Write out again, exactly, the lines below starting at the one with "Target: stacked stone masonry" and ending at the one with "-- sample [335,292].".

● EXCERPTED RECORDS
========
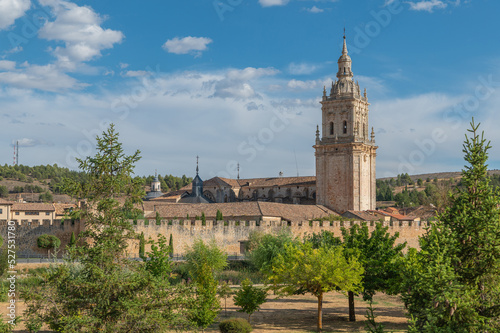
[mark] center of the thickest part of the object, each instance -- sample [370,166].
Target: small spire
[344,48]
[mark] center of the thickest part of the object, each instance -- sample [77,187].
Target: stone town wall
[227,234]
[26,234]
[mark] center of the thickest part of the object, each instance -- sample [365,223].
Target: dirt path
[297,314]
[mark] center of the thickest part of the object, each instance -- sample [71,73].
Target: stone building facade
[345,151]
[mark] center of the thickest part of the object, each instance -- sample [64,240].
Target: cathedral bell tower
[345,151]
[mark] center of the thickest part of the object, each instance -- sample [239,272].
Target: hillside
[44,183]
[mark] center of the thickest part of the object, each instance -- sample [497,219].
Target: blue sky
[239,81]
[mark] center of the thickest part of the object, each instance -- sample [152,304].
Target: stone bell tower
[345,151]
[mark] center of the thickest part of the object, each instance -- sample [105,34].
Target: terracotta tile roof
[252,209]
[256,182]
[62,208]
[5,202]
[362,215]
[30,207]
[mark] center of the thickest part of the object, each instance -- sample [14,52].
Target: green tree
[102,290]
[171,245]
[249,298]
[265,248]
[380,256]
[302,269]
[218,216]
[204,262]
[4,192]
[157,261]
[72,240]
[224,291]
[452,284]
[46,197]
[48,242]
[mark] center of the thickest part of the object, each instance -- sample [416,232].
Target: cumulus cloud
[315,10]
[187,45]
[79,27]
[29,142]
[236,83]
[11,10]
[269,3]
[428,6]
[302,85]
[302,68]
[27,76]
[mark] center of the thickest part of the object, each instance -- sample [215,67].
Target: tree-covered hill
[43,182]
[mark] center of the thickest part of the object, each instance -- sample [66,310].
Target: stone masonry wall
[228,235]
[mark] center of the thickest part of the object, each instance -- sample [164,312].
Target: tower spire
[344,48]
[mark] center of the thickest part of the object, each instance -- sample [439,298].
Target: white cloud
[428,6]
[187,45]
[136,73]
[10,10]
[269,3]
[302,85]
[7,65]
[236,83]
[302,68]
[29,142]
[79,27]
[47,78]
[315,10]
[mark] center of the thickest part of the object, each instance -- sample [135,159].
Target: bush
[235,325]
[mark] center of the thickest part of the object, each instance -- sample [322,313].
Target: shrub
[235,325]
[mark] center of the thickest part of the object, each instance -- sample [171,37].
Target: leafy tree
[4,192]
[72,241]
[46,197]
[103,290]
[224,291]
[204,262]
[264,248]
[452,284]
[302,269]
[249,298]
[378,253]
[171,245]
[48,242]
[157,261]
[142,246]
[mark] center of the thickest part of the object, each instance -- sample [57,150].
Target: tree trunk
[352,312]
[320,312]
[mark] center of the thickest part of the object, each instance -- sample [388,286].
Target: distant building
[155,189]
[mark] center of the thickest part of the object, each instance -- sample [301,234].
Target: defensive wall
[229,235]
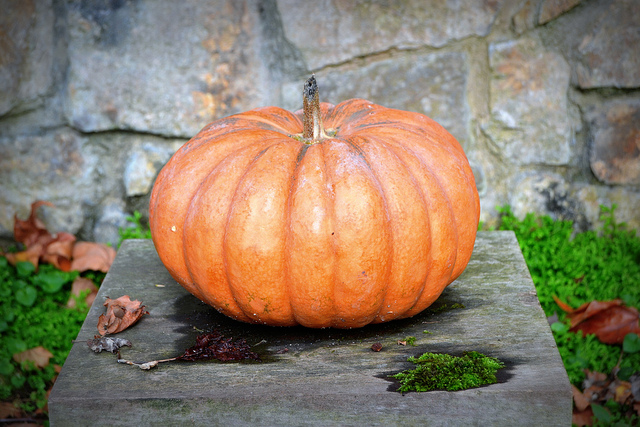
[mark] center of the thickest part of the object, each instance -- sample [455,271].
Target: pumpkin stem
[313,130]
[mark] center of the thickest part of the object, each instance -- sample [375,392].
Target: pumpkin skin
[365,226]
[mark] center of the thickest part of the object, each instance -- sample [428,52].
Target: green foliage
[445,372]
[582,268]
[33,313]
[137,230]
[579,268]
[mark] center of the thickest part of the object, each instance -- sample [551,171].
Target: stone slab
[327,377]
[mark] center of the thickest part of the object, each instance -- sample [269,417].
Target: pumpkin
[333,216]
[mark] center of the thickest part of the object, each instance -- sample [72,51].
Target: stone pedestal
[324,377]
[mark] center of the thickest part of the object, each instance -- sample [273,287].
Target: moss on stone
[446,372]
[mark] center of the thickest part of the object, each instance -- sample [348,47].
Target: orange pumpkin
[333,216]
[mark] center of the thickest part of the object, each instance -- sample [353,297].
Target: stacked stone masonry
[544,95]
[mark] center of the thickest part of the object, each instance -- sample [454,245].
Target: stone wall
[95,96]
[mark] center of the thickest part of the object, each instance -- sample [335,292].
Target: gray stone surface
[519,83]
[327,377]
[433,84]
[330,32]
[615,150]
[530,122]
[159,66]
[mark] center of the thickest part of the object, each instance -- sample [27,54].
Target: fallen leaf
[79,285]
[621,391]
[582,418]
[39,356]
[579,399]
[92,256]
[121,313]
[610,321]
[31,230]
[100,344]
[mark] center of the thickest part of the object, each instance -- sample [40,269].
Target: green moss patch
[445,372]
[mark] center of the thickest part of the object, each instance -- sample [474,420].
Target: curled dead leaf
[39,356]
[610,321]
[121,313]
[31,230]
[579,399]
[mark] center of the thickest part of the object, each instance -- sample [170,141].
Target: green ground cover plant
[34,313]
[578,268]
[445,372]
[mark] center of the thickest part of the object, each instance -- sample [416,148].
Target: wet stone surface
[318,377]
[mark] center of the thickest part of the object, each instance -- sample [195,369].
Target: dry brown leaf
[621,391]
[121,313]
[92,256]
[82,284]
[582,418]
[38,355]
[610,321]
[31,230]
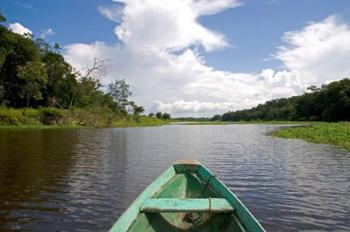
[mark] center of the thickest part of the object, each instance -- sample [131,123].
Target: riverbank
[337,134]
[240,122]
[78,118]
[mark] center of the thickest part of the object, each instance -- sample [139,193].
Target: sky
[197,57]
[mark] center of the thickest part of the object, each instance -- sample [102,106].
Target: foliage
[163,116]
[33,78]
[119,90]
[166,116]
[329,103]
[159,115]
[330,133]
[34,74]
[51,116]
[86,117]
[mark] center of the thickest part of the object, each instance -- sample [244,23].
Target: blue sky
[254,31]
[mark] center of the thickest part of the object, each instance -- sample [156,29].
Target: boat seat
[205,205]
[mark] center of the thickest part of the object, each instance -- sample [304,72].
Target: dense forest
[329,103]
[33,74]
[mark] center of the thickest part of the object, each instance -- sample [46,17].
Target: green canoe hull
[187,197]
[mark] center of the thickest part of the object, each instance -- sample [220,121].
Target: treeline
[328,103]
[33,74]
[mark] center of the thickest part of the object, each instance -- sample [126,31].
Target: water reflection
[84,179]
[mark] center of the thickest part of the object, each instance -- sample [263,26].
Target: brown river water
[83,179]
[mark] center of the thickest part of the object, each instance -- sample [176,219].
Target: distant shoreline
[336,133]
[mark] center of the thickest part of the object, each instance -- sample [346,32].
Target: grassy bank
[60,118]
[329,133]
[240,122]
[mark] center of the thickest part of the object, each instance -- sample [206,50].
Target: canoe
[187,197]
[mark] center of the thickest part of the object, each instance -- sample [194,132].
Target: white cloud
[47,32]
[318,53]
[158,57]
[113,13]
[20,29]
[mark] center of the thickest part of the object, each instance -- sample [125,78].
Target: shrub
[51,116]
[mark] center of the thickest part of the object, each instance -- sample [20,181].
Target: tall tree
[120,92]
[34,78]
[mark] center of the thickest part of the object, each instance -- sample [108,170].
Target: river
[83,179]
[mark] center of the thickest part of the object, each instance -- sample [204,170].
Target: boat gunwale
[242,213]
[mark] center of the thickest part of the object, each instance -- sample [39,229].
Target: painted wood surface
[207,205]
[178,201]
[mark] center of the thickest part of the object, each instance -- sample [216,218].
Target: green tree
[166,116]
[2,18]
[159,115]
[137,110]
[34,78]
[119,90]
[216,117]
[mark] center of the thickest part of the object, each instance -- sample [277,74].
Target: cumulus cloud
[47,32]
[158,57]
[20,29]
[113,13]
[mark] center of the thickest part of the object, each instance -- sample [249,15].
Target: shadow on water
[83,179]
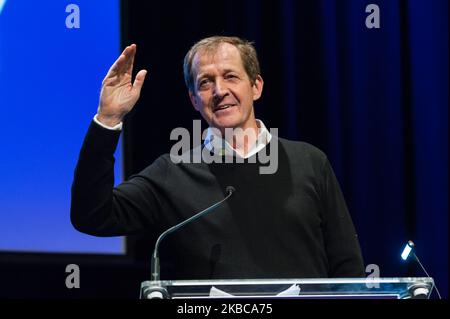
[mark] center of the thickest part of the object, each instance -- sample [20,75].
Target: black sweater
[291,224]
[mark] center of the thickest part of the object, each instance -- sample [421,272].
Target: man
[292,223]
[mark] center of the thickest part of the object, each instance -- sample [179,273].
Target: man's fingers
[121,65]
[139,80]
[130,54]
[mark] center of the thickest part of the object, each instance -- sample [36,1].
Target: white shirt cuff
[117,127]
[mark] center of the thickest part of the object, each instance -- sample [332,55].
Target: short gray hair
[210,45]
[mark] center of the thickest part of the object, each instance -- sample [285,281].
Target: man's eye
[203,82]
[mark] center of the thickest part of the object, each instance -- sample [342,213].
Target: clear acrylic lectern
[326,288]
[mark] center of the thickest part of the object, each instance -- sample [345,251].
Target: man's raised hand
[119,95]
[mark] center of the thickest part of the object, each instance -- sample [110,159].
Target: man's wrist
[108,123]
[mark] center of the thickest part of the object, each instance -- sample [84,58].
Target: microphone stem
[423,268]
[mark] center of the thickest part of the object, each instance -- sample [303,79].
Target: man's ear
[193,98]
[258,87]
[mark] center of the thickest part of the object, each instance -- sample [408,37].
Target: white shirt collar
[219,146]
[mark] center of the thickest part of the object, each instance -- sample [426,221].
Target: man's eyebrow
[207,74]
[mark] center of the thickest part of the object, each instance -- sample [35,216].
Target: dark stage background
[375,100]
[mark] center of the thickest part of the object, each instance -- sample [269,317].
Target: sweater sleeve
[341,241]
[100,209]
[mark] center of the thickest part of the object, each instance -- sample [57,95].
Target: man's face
========
● FINAL ANSWER
Target: stacked stone masonry
[544,95]
[mark] center of the thickest part of the object, each instance -- sample [454,245].
Target: stone wall
[95,96]
[mark] center of the thickest part of the object, each instance -- sample [335,292].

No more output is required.